- Stated task
Copy out verbatim the entries from the line containing "of the rust" to the line containing "[(69, 43), (153, 43)]", including both of those lines.
-- -- --
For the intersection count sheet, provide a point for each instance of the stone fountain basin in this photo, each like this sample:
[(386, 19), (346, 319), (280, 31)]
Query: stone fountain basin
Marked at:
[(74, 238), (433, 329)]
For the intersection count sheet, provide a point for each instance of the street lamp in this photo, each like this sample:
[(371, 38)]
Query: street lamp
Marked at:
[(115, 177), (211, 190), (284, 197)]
-- -- --
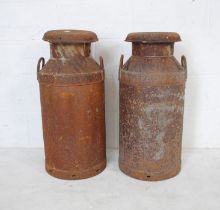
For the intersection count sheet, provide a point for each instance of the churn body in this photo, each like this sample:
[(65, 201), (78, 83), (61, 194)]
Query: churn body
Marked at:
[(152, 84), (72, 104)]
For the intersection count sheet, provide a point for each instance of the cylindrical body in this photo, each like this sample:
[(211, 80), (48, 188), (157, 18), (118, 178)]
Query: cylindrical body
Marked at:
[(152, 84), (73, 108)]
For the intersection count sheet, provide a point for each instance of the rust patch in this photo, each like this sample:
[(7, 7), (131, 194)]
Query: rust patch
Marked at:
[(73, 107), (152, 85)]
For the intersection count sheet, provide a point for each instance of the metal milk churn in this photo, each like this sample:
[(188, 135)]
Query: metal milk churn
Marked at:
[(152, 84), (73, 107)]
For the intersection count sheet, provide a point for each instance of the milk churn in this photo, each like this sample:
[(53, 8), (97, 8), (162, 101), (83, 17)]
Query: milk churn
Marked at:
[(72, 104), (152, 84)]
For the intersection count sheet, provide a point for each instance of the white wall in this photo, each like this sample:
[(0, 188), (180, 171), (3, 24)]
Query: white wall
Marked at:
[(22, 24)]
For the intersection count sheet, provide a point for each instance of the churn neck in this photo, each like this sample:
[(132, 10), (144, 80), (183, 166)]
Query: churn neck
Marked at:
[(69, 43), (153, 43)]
-- -- --
- Solution for this task
For the intersection count sheet, provide a point for each instance of the rust patch in this photo, each like this sample:
[(7, 7), (131, 194)]
Query: rust patch
Marked at:
[(73, 107), (152, 85)]
For the intersection count sheet, provide a point for each instance of the metal milk churn in this photo, each like this sample:
[(188, 135)]
Query: metal milk churn
Marked at:
[(152, 84), (73, 107)]
For the intersection count sheet, provide a point for each instance of the milk churn in this photo, each like this sample:
[(53, 8), (97, 8), (162, 101), (83, 17)]
Query: milk churn
Marked at:
[(72, 104), (152, 84)]
For the intersection count sheet, provide a point for each instance of the white wall in this photo, each like this sample:
[(0, 188), (180, 171), (3, 24)]
Query: white wall
Marked at:
[(22, 24)]
For the intersection count sheet, provide a point for each instance of the churn neck in this photo, each like this sample:
[(132, 10), (144, 80), (183, 166)]
Query: churn neck
Marked at:
[(69, 43), (153, 43)]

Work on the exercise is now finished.